- _Document text_:
____________________

Things every giraffe knows (apparently)

Things every giraffe knows (apparently)


All promise, and no delivery. Why did I write pepper mill? WHY was I so lazy as to not even to contribute a verb? Readers, please, if pepper mill for you captures the very essence of the Giraffe breakfast experience, comment or tweet ASAP. It’s keeping me awake at night.
In my defence, and in Giraffe’s favour, this could be due to the deeply involving breakfast menu available. Nothing is what you see elsewhere. Well… It didn’t ought to be right? Giraffe is supposed to be quirky in a feel good sort of way.
This is in sharp contrast to the rest of the day’s menu. I have never seen the point of Giraffe’s daytime menu in comparison with the selection from M&S. I have frequently ordered from it and wished I hadn’t. Are there delicious dishes on there that I am missing? Please advise.
Breakfast however came down to ordering three drinks each and three breakfasts between two of us. It was brunch, so that’s how we learnt to live with ourselves. We called the third breakfast (Brioche French toast with compote and yogurt) dessert. It was delicious (it featured fried carbs and sugar- duh!) and the very kind staff let us order it even thought we were strictly beyond the breakfast cut off time by then. But even at that, it was a step below the savoury breakfasts.
Mine was huevous rancheros,: chorizo, black beans, cheese, adobe sauce, avocado & tomato salsa on tortilla- spoilt only by the fact that my poached eggs were hard poached, but otherwise full of exciting flavours.

____________________

- _Dataset content_:
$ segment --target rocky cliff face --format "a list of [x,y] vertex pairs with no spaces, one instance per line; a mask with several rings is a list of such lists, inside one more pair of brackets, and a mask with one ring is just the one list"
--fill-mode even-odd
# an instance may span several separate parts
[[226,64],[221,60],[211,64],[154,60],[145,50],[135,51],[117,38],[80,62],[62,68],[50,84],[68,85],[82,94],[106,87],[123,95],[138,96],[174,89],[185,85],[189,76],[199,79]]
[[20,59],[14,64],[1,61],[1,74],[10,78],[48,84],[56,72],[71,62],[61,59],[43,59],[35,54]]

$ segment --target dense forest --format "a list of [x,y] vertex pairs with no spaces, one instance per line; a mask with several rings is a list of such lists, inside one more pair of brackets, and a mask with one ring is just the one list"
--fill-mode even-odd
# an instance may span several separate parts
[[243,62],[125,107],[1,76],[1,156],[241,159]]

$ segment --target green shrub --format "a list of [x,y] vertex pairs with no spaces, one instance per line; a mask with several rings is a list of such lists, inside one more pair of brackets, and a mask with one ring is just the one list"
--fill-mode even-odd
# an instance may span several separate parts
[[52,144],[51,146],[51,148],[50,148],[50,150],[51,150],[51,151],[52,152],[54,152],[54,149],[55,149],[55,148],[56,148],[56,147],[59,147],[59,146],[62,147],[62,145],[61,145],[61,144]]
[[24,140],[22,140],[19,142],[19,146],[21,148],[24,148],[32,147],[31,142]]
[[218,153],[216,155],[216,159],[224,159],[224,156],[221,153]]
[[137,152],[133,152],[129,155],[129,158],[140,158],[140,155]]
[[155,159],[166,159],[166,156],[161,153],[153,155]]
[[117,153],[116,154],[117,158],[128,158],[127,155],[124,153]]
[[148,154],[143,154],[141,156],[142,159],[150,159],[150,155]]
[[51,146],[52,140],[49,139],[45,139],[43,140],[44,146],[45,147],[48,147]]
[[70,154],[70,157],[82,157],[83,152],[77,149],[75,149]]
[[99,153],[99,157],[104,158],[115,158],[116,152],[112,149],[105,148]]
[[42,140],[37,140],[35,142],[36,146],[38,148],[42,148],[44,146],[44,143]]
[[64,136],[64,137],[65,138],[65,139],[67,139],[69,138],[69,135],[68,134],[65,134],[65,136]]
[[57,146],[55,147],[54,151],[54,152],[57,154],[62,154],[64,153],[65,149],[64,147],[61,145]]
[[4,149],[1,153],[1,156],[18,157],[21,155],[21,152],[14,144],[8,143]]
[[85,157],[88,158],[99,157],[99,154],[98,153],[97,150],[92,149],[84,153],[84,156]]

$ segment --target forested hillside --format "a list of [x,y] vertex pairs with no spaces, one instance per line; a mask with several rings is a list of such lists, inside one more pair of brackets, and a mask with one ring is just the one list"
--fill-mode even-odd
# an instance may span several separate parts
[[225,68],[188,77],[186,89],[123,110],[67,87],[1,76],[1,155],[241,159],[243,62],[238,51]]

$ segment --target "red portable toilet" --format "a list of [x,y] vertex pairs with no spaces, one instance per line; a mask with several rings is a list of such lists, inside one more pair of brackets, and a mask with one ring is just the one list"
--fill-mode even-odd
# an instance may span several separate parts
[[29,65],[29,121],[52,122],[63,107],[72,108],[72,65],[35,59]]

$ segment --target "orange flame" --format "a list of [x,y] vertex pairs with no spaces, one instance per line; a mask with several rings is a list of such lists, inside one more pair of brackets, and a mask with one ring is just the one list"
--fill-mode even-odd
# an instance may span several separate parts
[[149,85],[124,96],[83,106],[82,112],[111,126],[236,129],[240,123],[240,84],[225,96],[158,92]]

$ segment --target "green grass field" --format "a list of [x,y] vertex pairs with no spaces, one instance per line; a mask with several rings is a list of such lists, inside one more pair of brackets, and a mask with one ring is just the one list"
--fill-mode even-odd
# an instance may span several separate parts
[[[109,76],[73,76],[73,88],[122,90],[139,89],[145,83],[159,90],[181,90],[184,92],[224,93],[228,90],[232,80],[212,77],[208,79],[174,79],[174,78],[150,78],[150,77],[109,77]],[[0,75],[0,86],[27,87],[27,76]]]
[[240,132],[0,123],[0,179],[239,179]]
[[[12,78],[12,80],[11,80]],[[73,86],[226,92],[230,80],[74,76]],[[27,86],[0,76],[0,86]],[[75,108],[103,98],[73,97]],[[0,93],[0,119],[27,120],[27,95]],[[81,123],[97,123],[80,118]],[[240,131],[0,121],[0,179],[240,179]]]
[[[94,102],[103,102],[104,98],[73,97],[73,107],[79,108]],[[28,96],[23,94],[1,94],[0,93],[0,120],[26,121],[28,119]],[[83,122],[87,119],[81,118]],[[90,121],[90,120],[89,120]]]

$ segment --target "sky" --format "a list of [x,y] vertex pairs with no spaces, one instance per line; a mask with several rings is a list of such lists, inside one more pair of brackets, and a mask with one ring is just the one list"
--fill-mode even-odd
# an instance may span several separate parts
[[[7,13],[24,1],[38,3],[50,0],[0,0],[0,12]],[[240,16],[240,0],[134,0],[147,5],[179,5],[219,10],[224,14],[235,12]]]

____________________

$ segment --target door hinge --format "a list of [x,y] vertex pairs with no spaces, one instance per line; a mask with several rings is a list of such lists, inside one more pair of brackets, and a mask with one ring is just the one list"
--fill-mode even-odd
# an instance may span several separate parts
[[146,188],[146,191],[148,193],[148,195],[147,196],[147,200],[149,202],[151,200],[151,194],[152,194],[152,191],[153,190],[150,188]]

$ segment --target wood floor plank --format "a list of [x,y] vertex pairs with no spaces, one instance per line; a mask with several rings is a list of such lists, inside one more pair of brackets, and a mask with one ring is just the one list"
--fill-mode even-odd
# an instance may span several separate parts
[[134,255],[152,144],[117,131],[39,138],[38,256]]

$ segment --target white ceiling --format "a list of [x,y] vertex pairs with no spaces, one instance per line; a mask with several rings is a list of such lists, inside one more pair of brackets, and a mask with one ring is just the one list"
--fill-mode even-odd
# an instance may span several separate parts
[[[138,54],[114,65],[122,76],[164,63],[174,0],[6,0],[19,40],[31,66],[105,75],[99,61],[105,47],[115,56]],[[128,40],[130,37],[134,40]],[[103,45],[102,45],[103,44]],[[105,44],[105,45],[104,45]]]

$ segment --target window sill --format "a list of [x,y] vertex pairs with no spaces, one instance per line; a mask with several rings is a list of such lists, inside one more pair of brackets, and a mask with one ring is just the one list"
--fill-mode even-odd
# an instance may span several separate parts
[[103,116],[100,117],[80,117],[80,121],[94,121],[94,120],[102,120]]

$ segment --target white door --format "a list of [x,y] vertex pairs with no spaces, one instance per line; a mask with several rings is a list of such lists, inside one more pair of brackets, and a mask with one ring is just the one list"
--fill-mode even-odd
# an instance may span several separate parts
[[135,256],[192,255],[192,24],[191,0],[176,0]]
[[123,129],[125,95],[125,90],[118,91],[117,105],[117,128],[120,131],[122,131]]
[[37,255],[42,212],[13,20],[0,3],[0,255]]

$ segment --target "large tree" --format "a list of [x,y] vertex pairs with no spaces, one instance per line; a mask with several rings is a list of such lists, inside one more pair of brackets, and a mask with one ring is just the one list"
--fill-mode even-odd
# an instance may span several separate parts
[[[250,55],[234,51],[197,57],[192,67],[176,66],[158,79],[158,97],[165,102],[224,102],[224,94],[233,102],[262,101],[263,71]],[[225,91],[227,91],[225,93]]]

____________________

- _Prompt_: In the Giraffe breakfast review, turn the paragraph that begins "Breakfast however came down to" into a short bulleted list of its main facts.

- _Result for this task_:
- Two people ordered three drinks each and three breakfasts to share.
- It was brunch, which is how they justified the amount.
- They called the third breakfast, Brioche French toast with compote and yogurt, dessert.
- It was delicious, since it was fried carbs and sugar.
- The kind staff let them order it even though it was past the breakfast cut-off time.
- It was still a step below the savory breakfasts.